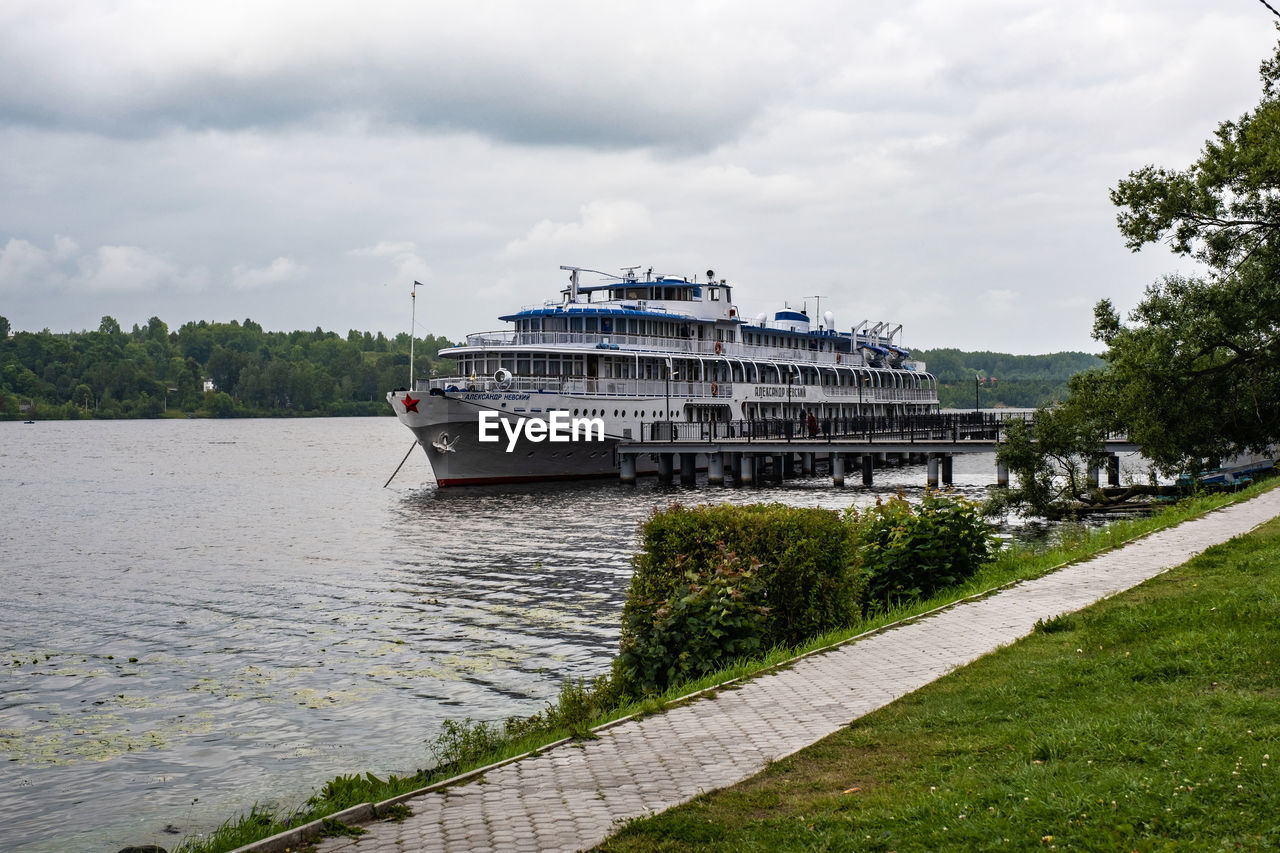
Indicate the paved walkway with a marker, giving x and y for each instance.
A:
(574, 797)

* * *

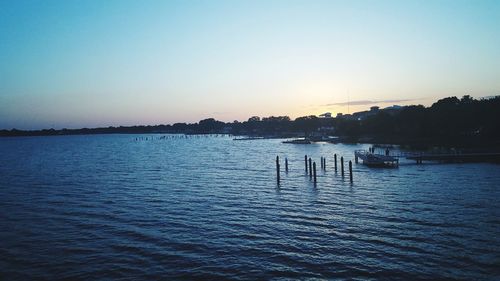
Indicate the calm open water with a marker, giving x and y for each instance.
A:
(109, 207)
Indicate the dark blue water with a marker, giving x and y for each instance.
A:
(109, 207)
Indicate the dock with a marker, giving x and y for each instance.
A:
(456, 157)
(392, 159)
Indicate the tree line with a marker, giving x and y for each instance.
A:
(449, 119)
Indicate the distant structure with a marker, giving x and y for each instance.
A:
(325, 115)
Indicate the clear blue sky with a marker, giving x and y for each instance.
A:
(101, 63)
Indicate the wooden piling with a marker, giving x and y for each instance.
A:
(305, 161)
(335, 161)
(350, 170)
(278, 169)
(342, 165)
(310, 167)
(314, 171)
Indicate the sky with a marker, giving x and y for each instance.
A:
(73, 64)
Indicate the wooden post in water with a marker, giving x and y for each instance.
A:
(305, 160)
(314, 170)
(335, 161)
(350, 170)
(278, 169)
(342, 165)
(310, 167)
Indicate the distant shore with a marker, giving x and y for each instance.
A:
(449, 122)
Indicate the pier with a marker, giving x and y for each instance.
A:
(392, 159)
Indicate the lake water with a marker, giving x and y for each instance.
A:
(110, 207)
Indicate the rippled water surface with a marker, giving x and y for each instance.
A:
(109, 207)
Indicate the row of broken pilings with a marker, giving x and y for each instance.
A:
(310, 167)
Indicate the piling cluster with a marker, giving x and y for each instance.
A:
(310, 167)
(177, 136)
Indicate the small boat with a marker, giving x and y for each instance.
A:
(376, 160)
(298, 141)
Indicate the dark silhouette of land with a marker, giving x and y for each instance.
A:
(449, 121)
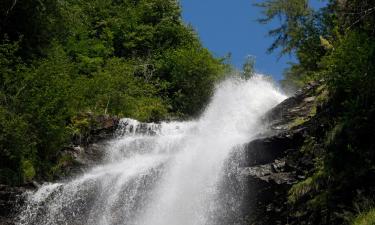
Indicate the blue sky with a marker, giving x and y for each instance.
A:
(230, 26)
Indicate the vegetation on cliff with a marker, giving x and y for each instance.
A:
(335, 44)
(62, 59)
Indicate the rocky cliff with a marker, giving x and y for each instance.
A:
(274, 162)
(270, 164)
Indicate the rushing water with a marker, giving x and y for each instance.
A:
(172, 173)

...

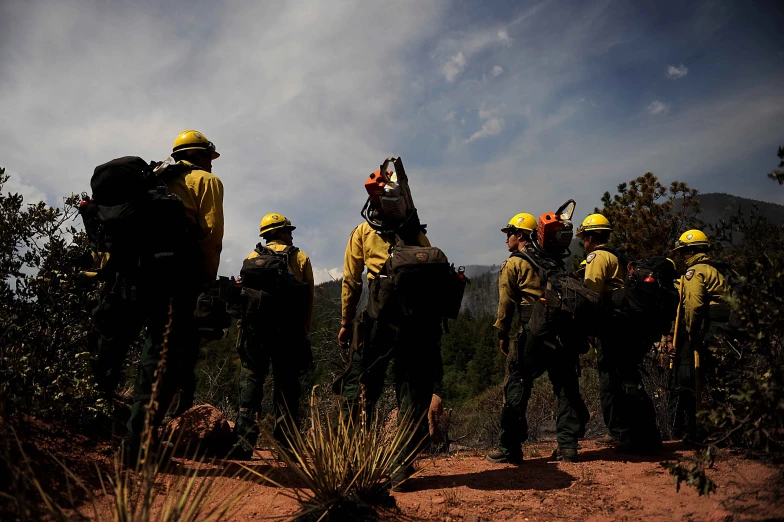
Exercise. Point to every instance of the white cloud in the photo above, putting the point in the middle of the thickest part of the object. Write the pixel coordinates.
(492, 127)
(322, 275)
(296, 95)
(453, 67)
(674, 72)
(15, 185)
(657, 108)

**Stated task**
Find each line in the material above that contains the word "water", and copy those lines out.

**Final result**
Indicate the calm open water with a marker, giving x and y for each instance.
Indicate the dark blue water with a marker, giving x and y for each instance.
Indicate the wooden post in water with a marker, giving x and y for each instance.
Indicate the lake water with a marker, giving x and y for each instance.
Indicate the rippled water surface with a marker, giving x and y for each instance.
Indicate the rushing water with a marker, giving x and y for each instance.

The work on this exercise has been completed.